(Stored data)
= Beginning of Section =

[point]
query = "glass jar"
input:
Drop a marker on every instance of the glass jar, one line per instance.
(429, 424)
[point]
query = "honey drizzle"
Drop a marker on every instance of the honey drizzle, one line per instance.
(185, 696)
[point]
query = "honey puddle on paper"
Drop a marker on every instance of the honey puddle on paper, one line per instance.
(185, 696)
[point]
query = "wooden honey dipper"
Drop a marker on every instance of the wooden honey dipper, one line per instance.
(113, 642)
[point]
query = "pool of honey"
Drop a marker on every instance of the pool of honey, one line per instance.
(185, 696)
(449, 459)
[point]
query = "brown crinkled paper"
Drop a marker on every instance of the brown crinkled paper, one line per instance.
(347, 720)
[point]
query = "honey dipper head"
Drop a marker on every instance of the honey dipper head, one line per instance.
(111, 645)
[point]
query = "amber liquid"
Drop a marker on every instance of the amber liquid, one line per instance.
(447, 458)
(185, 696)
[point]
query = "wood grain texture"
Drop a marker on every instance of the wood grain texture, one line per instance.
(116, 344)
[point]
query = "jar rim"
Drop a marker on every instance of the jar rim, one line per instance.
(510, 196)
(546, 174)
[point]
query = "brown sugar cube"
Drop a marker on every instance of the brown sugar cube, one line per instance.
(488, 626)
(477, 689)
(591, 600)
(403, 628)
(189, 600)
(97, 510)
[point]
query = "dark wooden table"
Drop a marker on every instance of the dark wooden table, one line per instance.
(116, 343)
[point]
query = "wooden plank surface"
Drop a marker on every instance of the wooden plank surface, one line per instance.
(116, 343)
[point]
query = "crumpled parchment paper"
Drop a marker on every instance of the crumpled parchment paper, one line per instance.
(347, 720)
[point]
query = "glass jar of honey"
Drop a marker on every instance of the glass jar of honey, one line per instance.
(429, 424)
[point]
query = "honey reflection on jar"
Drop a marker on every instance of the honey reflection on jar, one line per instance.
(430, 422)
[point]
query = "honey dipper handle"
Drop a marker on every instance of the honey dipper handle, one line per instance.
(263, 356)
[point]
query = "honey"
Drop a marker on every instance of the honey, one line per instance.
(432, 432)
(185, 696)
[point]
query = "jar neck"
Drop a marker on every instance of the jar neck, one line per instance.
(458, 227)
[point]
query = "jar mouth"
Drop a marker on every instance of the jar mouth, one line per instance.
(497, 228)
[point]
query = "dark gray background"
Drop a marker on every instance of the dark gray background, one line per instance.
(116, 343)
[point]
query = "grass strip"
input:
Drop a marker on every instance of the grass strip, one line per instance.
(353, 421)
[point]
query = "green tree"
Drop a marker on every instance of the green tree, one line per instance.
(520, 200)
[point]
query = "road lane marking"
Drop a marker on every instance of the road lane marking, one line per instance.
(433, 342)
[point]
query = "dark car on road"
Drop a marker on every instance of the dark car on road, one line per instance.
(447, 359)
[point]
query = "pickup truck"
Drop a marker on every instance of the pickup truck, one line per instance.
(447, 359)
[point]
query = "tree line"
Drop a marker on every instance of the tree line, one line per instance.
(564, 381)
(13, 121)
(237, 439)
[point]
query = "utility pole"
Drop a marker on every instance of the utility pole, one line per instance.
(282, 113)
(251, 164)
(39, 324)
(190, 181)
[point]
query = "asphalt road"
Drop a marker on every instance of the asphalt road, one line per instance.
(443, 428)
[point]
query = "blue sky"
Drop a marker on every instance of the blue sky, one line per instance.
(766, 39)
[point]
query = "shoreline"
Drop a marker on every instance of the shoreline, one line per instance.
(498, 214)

= End of Section =

WORK TO BE COMPLETED
Using the exact wording, transcribe all the records above.

ANSWER SECTION
[point]
query = "glass jar"
input:
Drop a marker on every instance of the glass jar, one line per instance.
(429, 424)
[point]
query = "honey drizzle"
Drop a marker on every instance of the honey drizzle, one line per instance.
(185, 696)
[point]
query = "honey puddle on paper"
Drop a marker on every instance of the honey puddle on paper, one line per instance.
(185, 696)
[point]
query = "wooden honey dipper"
Drop a marker on every instance of the wooden honey dipper, one line per instance.
(113, 642)
[point]
query = "pool of honey"
Drop a marker on every instance of the pool of honey, one line per instance.
(185, 696)
(449, 459)
[point]
query = "brown crinkled paper"
Drop a marker on every instance of the brown crinkled paper, one line per instance.
(347, 720)
[point]
query = "honey dipper head"
Drop a marker on every instance of the honey dipper head, one line per instance.
(111, 645)
[point]
query = "amber liquid"
Drop a marker on every instance of the amber liquid, one line per instance.
(447, 458)
(185, 696)
[point]
query = "wood grain texture"
Drop a marker on every instance of the wood grain texture, one line per instance.
(116, 344)
[point]
query = "jar rim"
Drop a marker on every instance of the jar rim, one line per instance.
(510, 196)
(546, 174)
[point]
query = "brown sugar cube"
Drop a marker on every instance of the brown sugar cube, one line per instance.
(488, 626)
(477, 689)
(591, 600)
(403, 628)
(189, 600)
(97, 510)
[point]
query = "dark wooden table"
Drop a marker on every instance of the dark wooden table, one line per instance.
(116, 343)
[point]
query = "wooden plank surface"
Drop a marker on every instance of the wooden plank surface, one line per instance.
(116, 343)
[point]
query = "crumpled parchment paper"
Drop a marker on every instance of the crumpled parchment paper, one line per instance.
(347, 720)
[point]
query = "glass jar of honey"
Drop a marker on every instance of the glass jar of honey, one line per instance.
(429, 424)
[point]
query = "honey reflection on jar"
Drop a marker on every instance of the honey reflection on jar, one line per instance.
(430, 422)
[point]
query = "honey dipper handle"
Drop a marker on every instance of the honey dipper handle, one line per instance.
(263, 356)
[point]
query = "honey"
Drop a marker on every instance of the honey, one line per instance.
(432, 432)
(185, 696)
[point]
query = "jar neck"
Drop a marker on every instance of the jar neck, one line per instance.
(458, 227)
[point]
query = "jar mouth"
Drop a marker on every instance of the jar mouth, one line per instance.
(497, 228)
[point]
query = "dark gray background"
Drop a marker on every instance of the dark gray background, one line per instance.
(116, 343)
[point]
query = "grass strip"
input:
Drop a marker on every instance of the grass strip, one line per instance.
(353, 421)
[point]
query = "green tree"
Drop a marker on every instance of the green tree, one line per instance.
(520, 200)
[point]
query = "road lane marking"
Drop a marker on every instance of the road lane marking, one line per instance.
(433, 342)
[point]
query = "dark car on road"
Drop a marker on every instance of the dark car on road, one line per instance.
(447, 359)
[point]
query = "pickup truck"
Drop a marker on every instance of the pickup truck, one line per instance.
(447, 359)
[point]
query = "tree line"
Drop a marker on every instance of the tree line, one line per instance.
(564, 381)
(13, 121)
(237, 439)
[point]
query = "utility pole"
Drop a marker on every instance of the utility pole, one line per instance.
(282, 113)
(251, 164)
(39, 324)
(190, 181)
[point]
query = "asphalt road"
Drop a marker on every instance of the asphalt road, one line per instance.
(443, 428)
[point]
query = "blue sky"
Drop a marker on every instance of the blue sky, one line per instance.
(766, 39)
[point]
query = "shoreline"
Drop a marker on every instance of the shoreline, one line per instance.
(498, 214)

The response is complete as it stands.